What the task requires ▸ Every line from the one with "I need to find the drywall" through the end of the records below should be restated word for word, and nothing outside that span.
═════ Data in this exercise ═════
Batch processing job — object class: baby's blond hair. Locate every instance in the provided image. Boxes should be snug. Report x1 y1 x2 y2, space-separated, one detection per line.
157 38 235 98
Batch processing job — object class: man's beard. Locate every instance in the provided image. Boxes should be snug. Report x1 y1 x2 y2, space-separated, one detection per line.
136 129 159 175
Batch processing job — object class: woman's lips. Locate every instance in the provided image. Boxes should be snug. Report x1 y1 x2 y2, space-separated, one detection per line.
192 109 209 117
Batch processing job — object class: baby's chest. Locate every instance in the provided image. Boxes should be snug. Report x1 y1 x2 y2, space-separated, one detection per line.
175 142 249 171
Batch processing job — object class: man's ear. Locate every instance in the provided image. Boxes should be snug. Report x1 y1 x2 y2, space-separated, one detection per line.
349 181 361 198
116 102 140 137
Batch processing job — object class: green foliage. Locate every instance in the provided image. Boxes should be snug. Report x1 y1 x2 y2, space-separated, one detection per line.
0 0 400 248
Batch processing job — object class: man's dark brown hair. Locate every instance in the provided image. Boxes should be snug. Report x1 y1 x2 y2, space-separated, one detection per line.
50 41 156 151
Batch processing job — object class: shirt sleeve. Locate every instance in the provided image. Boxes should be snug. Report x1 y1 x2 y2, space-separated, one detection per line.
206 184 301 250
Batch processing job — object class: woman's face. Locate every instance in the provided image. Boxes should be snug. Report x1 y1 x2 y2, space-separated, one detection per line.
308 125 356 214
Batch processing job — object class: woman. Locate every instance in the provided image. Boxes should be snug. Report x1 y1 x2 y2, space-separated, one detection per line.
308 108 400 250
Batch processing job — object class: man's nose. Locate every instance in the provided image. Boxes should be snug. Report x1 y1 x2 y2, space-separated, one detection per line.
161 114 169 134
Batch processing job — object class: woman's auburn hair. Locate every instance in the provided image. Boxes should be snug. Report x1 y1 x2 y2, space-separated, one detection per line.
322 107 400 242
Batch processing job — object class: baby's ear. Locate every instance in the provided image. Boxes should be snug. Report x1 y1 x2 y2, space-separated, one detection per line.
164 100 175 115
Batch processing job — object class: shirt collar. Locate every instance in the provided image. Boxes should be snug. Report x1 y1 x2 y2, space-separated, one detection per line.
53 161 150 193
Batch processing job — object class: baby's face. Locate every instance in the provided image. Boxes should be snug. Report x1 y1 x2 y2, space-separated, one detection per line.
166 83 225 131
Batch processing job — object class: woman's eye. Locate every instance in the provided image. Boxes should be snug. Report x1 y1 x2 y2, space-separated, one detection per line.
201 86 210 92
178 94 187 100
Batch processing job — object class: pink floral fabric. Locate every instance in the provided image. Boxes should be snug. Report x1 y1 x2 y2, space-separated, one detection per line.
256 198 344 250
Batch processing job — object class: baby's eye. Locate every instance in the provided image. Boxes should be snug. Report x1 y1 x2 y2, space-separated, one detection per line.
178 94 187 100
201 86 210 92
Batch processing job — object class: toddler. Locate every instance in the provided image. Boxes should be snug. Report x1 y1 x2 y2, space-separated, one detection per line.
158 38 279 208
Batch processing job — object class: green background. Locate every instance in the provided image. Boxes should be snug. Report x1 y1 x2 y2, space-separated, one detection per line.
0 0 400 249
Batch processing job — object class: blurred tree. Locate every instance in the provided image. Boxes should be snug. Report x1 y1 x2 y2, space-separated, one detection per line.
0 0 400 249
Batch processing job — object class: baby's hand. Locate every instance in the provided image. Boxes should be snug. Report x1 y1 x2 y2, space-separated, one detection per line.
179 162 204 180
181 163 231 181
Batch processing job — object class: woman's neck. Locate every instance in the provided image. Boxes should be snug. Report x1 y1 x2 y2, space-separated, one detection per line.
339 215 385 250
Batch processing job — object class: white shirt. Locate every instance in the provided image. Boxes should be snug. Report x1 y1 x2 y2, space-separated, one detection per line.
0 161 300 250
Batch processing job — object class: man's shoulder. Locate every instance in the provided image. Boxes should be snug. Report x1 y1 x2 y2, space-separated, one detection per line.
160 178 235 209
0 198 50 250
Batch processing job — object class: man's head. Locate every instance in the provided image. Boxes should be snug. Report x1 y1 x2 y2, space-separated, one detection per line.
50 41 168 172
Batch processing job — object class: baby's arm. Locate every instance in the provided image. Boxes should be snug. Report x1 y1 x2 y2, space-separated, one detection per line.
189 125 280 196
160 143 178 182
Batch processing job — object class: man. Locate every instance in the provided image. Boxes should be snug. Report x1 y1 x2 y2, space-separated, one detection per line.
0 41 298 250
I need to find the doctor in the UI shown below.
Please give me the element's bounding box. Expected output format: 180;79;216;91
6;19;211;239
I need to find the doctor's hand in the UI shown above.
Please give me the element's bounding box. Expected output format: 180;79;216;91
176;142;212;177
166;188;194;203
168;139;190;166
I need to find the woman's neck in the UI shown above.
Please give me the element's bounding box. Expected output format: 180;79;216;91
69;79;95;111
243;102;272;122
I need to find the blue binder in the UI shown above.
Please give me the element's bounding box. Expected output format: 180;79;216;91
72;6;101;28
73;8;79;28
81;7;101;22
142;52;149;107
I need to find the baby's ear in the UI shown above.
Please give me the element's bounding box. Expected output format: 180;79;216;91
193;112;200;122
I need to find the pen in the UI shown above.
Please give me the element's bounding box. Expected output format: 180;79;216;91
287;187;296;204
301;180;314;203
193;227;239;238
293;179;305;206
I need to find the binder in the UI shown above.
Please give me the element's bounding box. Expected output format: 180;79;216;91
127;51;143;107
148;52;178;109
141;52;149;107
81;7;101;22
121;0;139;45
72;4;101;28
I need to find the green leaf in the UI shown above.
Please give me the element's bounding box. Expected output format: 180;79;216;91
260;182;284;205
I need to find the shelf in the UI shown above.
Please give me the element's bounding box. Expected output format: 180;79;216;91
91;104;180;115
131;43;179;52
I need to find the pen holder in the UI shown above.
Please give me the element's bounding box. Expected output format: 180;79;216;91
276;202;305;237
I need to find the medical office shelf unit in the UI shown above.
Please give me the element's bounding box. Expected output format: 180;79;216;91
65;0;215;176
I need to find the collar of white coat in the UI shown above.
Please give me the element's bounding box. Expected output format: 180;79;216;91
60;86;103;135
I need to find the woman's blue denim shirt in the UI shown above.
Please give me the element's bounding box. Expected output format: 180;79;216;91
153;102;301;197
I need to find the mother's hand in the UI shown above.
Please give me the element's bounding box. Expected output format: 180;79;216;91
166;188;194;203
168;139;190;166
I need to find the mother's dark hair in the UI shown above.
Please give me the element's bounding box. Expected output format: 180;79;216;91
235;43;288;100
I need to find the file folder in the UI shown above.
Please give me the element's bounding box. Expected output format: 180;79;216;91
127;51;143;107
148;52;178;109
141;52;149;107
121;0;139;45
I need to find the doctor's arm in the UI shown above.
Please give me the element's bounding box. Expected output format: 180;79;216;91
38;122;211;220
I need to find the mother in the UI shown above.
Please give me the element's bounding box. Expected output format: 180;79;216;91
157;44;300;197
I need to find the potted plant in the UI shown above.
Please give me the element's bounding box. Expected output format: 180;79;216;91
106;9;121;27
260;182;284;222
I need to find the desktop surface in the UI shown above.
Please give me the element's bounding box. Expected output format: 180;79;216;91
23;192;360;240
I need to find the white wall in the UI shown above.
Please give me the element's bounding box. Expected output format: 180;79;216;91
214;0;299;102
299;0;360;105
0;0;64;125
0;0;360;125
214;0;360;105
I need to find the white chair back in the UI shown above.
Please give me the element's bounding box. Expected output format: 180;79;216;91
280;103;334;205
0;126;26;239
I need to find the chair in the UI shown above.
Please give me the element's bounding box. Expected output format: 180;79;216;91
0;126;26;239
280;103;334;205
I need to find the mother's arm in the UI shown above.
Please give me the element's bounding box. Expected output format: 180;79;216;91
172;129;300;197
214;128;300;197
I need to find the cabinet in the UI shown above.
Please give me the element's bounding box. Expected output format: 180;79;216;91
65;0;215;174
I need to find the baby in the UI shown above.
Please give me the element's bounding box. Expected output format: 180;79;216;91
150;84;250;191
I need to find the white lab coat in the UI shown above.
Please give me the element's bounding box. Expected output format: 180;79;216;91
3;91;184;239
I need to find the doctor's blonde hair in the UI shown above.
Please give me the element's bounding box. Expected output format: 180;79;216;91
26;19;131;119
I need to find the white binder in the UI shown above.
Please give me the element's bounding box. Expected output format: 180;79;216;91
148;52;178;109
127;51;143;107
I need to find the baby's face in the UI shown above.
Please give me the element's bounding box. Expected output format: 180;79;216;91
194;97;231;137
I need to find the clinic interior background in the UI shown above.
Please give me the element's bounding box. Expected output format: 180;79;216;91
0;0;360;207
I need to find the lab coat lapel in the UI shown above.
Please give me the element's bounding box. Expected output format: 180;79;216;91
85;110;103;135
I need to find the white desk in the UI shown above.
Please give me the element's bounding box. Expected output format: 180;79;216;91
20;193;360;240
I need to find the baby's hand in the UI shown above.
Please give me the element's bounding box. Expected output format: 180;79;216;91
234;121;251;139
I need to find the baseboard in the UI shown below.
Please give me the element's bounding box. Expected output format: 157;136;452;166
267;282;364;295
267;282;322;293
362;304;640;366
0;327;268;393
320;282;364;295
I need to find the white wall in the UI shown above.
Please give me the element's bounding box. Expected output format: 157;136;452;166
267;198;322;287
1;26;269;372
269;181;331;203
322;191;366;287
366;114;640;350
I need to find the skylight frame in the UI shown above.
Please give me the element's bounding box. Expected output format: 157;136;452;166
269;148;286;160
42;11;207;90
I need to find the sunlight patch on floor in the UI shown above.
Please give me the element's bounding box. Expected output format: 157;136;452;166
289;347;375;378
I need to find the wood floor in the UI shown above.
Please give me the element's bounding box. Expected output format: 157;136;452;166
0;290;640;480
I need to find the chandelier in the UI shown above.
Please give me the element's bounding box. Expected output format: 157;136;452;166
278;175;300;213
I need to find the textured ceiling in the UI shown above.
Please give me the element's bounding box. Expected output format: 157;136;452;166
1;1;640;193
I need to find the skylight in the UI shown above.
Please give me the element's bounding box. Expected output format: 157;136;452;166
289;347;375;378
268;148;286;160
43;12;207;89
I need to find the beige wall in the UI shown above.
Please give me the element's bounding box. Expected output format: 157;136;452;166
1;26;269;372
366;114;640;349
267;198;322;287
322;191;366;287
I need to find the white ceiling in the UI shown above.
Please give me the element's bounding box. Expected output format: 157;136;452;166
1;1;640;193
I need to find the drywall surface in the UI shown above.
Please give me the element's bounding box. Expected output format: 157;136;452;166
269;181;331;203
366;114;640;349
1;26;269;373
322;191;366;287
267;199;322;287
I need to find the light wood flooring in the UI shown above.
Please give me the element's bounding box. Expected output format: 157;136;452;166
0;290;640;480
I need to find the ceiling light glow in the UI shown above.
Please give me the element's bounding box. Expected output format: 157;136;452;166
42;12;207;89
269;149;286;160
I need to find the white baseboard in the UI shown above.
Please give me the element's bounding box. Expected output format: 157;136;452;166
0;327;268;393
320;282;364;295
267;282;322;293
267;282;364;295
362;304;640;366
═════
Written solution ▸
I need to find the drywall surface in the UI shown above.
Please give me the element's bounding box. Expected output format: 157;136;452;166
269;181;331;203
366;114;640;349
1;26;269;373
322;191;366;287
267;199;322;287
I need to find the light wood flooring in the UI shown above.
Please give me the element's bounding box. Expected output format: 157;136;452;166
0;290;640;480
I need to find the ceiling light glow in the UI shown above.
Please give me the element's bounding box. Expected output format: 157;136;452;166
42;12;207;89
269;149;286;160
I need to find the white baseboard in the UI shown above.
Please give me the element's bounding box. Expected output format: 157;136;452;166
0;327;268;393
320;282;364;295
267;282;322;293
267;282;364;295
362;304;640;366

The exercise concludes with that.